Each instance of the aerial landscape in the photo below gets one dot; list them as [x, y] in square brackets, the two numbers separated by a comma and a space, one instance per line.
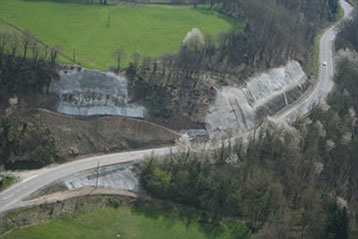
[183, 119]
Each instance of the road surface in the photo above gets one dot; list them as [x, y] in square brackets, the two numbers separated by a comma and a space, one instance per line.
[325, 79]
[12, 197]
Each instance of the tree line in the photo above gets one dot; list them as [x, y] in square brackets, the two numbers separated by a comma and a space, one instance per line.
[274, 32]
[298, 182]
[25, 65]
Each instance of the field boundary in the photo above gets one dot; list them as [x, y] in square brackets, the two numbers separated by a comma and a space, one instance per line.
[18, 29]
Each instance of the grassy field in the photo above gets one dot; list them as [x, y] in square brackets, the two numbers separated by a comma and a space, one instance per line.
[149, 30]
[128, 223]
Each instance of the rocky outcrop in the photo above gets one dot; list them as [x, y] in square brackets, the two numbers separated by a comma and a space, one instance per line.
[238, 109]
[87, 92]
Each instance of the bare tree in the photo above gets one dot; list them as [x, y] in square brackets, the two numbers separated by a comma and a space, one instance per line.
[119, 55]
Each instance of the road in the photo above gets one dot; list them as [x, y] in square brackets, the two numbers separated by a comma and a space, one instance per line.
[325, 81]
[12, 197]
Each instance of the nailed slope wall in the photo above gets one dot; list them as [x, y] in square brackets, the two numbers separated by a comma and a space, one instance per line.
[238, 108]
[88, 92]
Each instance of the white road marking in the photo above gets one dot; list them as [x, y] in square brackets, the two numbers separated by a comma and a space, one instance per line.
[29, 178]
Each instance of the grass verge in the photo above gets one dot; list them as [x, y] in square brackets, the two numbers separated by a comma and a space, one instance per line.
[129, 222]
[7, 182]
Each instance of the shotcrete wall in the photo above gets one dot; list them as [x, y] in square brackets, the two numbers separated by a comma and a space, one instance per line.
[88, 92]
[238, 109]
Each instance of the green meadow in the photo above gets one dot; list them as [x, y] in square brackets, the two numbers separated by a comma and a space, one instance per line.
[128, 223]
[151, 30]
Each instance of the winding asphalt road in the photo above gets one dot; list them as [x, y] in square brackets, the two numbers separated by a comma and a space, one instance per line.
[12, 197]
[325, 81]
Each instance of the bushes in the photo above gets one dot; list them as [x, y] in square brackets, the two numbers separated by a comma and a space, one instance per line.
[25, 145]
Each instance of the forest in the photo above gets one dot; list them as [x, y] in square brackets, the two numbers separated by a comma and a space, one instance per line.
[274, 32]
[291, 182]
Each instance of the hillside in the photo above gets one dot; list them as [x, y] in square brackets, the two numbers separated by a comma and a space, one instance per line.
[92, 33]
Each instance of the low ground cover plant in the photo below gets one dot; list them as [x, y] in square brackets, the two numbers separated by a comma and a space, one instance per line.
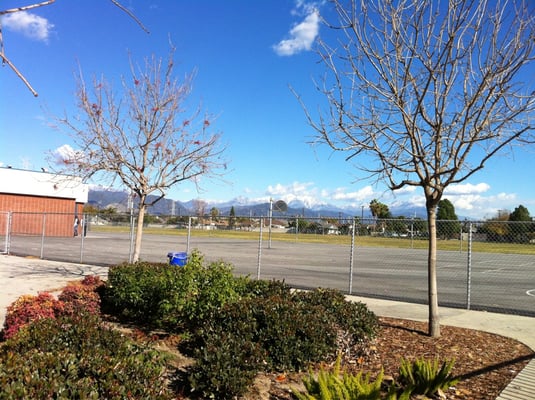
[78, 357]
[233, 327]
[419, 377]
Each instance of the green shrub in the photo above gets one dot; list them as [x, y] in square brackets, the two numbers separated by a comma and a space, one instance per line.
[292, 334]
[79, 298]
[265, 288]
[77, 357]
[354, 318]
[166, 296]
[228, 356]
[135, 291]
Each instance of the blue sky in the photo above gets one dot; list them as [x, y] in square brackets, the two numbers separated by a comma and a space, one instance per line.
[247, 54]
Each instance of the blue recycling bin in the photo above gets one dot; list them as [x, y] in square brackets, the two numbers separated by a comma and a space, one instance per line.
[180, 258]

**About this task:**
All of the entries must be reproduced exactly, with no pictures kept.

**Solved exercise:**
Each instance of the aerial landscape in the photo below gets one dot; list them as [x, y] in square brackets, the two numbers separated by a comma and a space, one instance per line.
[183, 119]
Each instance of the road surface in the photo above gets one dot; list them as [x, y] in square brackets, the two numbers separated by a comma and a space, one instance per line.
[325, 79]
[12, 197]
Each instance of the tree line in the photo above gets one dot; list them as [x, y] in square brackets, the two numbers separated by a comma and a space, one instance per line.
[274, 32]
[298, 182]
[25, 65]
Each instance of the field boundary in the photo above gets one dot; list them as [x, y] in square brackets, the two numbers separated by a comma and a space, one instance per line.
[18, 29]
Each instance of the grassy field in the photo above gets one dot; list them as [x, y] in square brackets, the two numbers separated by a comma and a space, one instance per line.
[149, 30]
[128, 223]
Each instance of the rocky outcrop in the photo above gets one dot; list them as [x, y] in square brackets, the two numbers separated by a comma and a space, one instance per line.
[238, 109]
[87, 92]
Each instance of the bare tree in the photo above gets one dot; list them as [x, y] in square brackets, the two numbers separated by a comma and a space, one instance per line.
[119, 55]
Each instance of the road in the photo above gets one dot; list them as [x, y] in square brackets, the two numbers separated by a comma and a space, one instance per line.
[325, 81]
[12, 197]
Each instance of the nailed slope wall in the photo above gets one dot; list them as [x, y] in square brackets, the two numbers separated by a comma and a space, one instance per line.
[238, 108]
[88, 92]
Each instance of the white road marking in the photo above gets one dot; list them as [x, y] in square brackets, the two numbers separated by a comma and a space, one instance per line.
[29, 178]
Each instance of the grass verge in the photo above gets one dot; list them as [x, y] in square brackets, the two numbers separated by a comma and a space, one instance per line.
[129, 222]
[7, 182]
Each instance of the shotcrete wall in the photo above gets one dot; list them as [x, y] in square brackets, the two numbers separated by a comma and a space, one instance per line.
[88, 92]
[238, 109]
Each instance of the green meadow in the photo above gets one dot; list them as [x, y] in square brackets, the two numbers separated by a comma and a space, one instance per line.
[128, 223]
[151, 30]
Each instance of the winding asphalt road in the photo above gets one dot; list them as [x, y] in square brackets, the two numbers separated by a comma and a space, one instance per line.
[12, 197]
[325, 81]
Each instance of the bushes in the photo above gets one dot; list them as [x, y] in square brackets, the two numbers separated by a comma and a space, one instance per line.
[25, 145]
Each instance of the forest in the photo above gets one dot; list them as [x, y] in square brackets, the two numbers separated by a comma and a space, one instance per line.
[274, 32]
[291, 182]
Each instance of the hillside in the photo above gets one dot; list them as [x, y] in square brackets, the two numbers separated by a comma and a space, one instance per line.
[92, 33]
Each instance of the low ground cover plant in the photo below gets one dot; list them as [x, y] in square brackets, the two numbers separated by a comma and a space, one instance per line.
[78, 357]
[233, 327]
[419, 377]
Each instance of the green shrub in the photo above gets one dot; list them as [x, y] in square brackets, the two numbers separated by a comma and a space, one instance per line.
[292, 334]
[79, 298]
[265, 288]
[77, 357]
[354, 318]
[166, 296]
[228, 356]
[135, 291]
Each instance of the blue sky in the photo above gets one dot; list them as [x, y] in square brackets, the two numbers separated by a comma and a space, one instance per line.
[247, 54]
Each instance of the blue recycling bin in the photo above gets one dot; list them as [x, y] in square brackets, the two numbers separated by a comma and a space, one instance per line.
[180, 258]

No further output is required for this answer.